> **Set problem**
Write out each line of the following material as one string in a JSON list, skipping any blank lines.

> **Entries provided**
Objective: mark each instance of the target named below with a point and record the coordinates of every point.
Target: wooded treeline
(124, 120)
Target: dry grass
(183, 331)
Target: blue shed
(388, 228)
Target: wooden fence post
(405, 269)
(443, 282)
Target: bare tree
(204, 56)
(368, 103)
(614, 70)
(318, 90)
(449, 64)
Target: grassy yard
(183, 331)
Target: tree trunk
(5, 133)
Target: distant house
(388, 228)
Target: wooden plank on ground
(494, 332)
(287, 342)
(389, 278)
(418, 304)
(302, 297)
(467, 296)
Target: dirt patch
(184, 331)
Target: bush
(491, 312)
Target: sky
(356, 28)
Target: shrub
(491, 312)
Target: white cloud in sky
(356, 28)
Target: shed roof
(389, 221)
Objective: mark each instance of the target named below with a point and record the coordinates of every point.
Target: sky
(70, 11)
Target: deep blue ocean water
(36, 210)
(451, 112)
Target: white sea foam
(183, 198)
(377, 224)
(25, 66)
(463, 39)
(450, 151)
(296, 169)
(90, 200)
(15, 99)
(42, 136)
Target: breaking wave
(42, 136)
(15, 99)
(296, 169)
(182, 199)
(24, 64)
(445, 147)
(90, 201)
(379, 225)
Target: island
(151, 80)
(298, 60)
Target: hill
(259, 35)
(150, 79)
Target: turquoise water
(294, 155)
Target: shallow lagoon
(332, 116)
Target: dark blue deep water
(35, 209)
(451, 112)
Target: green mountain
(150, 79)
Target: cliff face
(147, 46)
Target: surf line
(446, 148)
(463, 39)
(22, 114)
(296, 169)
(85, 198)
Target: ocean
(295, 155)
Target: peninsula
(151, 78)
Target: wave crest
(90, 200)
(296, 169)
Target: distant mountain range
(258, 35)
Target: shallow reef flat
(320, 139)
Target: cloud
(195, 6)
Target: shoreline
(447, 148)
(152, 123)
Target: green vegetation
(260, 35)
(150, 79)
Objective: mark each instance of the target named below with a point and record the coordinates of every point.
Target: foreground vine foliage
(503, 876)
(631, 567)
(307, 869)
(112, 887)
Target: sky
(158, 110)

> **Solution to this exercise**
[
  "Objective: mark each instance of the target named below with a point and record the coordinates of every point.",
  "Target: wooded treeline",
  "(124, 120)",
  "Target: dry grass",
  "(183, 331)",
  "Target: blue shed",
  "(388, 228)",
  "Target: wooden fence post",
  "(405, 269)",
  "(443, 282)",
  "Target: bare tree",
  "(204, 56)",
  "(368, 103)",
  "(614, 70)",
  "(318, 90)",
  "(449, 64)",
  "Target: grassy yard",
  "(183, 331)",
  "Target: tree trunk",
  "(5, 133)",
  "Target: distant house",
  "(388, 228)",
  "Target: wooden plank on ground",
  "(494, 332)",
  "(287, 342)",
  "(389, 278)",
  "(418, 304)",
  "(302, 297)",
  "(467, 296)",
  "Target: dirt patch",
  "(184, 331)",
  "Target: bush",
  "(491, 312)",
  "Target: sky",
  "(356, 28)",
  "Target: shrub",
  "(491, 312)",
  "Target: white cloud in sky",
  "(356, 28)",
  "Target: shed roof",
  "(389, 221)",
  "Objective: mark each instance of the target named below with a point and record the coordinates of every point.",
  "Target: sky",
  "(70, 11)",
  "Target: deep blue ocean water",
  "(36, 210)",
  "(451, 112)",
  "Target: white sea foam",
  "(183, 198)",
  "(377, 224)",
  "(25, 66)",
  "(463, 39)",
  "(450, 151)",
  "(296, 169)",
  "(90, 200)",
  "(15, 99)",
  "(42, 136)",
  "Target: breaking wave",
  "(42, 136)",
  "(15, 99)",
  "(296, 169)",
  "(182, 199)",
  "(24, 64)",
  "(445, 147)",
  "(90, 201)",
  "(379, 225)",
  "Target: island",
  "(151, 80)",
  "(298, 60)",
  "Target: hill",
  "(259, 35)",
  "(150, 79)",
  "Target: turquoise water",
  "(294, 155)",
  "Target: shallow lagoon",
  "(332, 116)",
  "Target: dark blue deep water",
  "(35, 209)",
  "(451, 112)",
  "Target: green mountain",
  "(150, 79)",
  "Target: cliff face",
  "(147, 46)",
  "Target: surf line",
  "(446, 148)",
  "(463, 39)",
  "(22, 114)",
  "(296, 169)",
  "(85, 198)",
  "Target: ocean",
  "(295, 155)",
  "Target: peninsula",
  "(151, 78)",
  "Target: wave crest",
  "(90, 200)",
  "(296, 169)",
  "Target: distant mountain range",
  "(258, 35)",
  "Target: shallow reef flat",
  "(320, 139)",
  "Target: cloud",
  "(195, 6)",
  "Target: shoreline",
  "(447, 148)",
  "(152, 123)",
  "Target: green vegetation",
  "(260, 35)",
  "(150, 79)",
  "Objective: mark each instance of the target named below with a point and record the coordinates of every point.",
  "Target: foreground vine foliage",
  "(503, 876)",
  "(631, 567)",
  "(307, 869)",
  "(112, 887)",
  "Target: sky",
  "(158, 110)"
]